[Records taken from a collection]
┄┄┄┄┄┄

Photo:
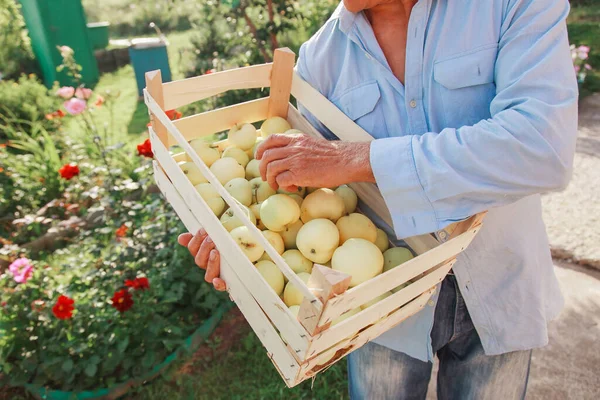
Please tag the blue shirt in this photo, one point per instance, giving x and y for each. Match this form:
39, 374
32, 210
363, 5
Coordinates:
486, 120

┄┄┄┄┄┄

TASK DETAILS: Please reproduce every line of the records above verbatim, omitting the pictures.

OUTPUT BELOW:
Photo:
Please tag the blue shirt in this photo, one point per instance, giving x and y for each. Match this form:
39, 374
32, 210
363, 5
Coordinates:
486, 120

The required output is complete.